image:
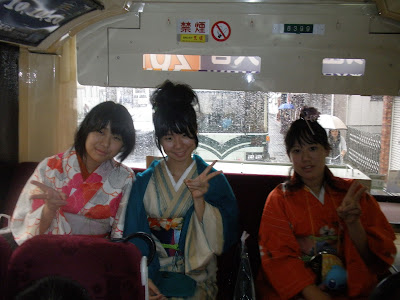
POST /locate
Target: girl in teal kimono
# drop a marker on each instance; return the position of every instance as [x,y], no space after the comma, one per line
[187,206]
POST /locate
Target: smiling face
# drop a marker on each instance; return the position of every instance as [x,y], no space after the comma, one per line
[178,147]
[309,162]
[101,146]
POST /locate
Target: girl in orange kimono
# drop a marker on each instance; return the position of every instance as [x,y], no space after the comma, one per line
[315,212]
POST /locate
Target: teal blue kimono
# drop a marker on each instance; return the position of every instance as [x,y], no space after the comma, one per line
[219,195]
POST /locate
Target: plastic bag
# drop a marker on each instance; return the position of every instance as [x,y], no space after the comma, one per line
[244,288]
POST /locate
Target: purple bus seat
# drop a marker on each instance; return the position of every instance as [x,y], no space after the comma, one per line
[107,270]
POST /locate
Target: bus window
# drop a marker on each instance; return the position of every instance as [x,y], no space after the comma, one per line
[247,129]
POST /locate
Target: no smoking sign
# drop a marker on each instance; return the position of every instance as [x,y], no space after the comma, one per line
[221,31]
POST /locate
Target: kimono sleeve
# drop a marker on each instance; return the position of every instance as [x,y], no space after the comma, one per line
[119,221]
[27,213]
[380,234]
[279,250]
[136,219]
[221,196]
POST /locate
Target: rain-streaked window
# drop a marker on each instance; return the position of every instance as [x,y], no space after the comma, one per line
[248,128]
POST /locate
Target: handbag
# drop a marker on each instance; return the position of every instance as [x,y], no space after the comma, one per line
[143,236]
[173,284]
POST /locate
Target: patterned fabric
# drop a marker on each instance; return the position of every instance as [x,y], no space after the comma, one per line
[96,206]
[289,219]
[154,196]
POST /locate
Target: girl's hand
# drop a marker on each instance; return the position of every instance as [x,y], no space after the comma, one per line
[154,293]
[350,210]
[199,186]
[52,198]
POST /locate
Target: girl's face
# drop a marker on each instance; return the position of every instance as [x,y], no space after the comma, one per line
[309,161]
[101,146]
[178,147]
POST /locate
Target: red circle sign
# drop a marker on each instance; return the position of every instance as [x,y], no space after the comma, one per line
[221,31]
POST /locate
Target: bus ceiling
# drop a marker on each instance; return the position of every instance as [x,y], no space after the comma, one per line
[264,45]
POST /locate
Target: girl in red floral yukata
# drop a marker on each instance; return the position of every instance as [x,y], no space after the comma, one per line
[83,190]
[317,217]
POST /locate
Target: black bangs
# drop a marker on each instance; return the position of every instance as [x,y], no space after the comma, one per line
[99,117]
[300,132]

## What the task requires
Reproduce the data verbatim. Do not carry any picture into the copy.

## Written solution
image:
POST /locate
Target: girl in teal kimono
# drop a marker on each instance; return the position of every instance as [x,y], no space after the comma, one per line
[187,206]
POST /locate
Target: smiling face
# drop a marker on each instance; return the position of every instance as [x,y], no space after the comma, one per line
[178,147]
[309,162]
[101,146]
POST /locate
Target: girl in orange kimono
# drop a marker on each instance; return the position of every instance as [x,y], no space after the comma, one per line
[315,212]
POST /locate
Target: teal blue kimono
# drop a marker on each instance; return the position of every instance as [x,y], no space after the comma, one per line
[219,195]
POST /locate
Target: plastic bag
# drop a marker on each instance; return the position of every instance as [x,y], no space after the comma, one per line
[244,288]
POST /locate
Target: purple bus seat
# drop a marker on each instance; return the position of every instance as [x,y], no space after the comma, one per line
[107,270]
POST /locate
Target: bus window
# drop a marker on each instance; return the position of every instance as [x,y], no space after the comma, one per line
[247,129]
POST /locate
Target: no smoking sign
# drop a marker on each instance; return the position of every instance as [x,y], no space after the comma, one per line
[221,31]
POST /locate
Target: kimono sleeve
# drop a marker on each instance; return the position of every instance as [x,y], no space after the comma, one per line
[119,221]
[27,213]
[380,234]
[279,250]
[136,219]
[221,196]
POST /locate
Target: rain-streaked window
# drop a marker on each instance; return the position of every instance as [x,y], no space after the comma, one per line
[248,128]
POST /locate
Target: handbag
# drop a marker on each instance; return the position of every instance as [x,y], no space after the comma, one per line
[143,236]
[173,284]
POST /locate
Target: patterned fabric
# drop a marker on each instance; return the position of every instance as [x,y], no space after the comma, one per line
[96,206]
[289,219]
[154,196]
POST /locate
Target: girl's hand
# drop a marker on each instance; return the position of every instance as [x,y], no space after the comma, one per line
[154,293]
[350,210]
[199,186]
[52,198]
POST /locate
Target: girl's face
# drop a marker on each instance; return the position of every instance as [x,y], no space after the comma, one per line
[309,161]
[101,146]
[178,147]
POST /locate
Target: red circle sign
# drop a marker on each instance; return the position of every instance as [x,y], no space after the comma, one per line
[221,31]
POST /locate
Target: bus ceiling
# drop a marker on each instance; return the position of every instance as [x,y], no space after the comma, one per line
[264,45]
POST /locate
Target: girl in red floral yukata
# drop a marker on each instance; return the position of every instance as [x,y], no space after the comma, one per line
[83,190]
[317,217]
POST /locate
Target: black bangs
# drop a marker on each instance; return the position of every instance as [x,y], no space after the comma, one per line
[99,117]
[300,132]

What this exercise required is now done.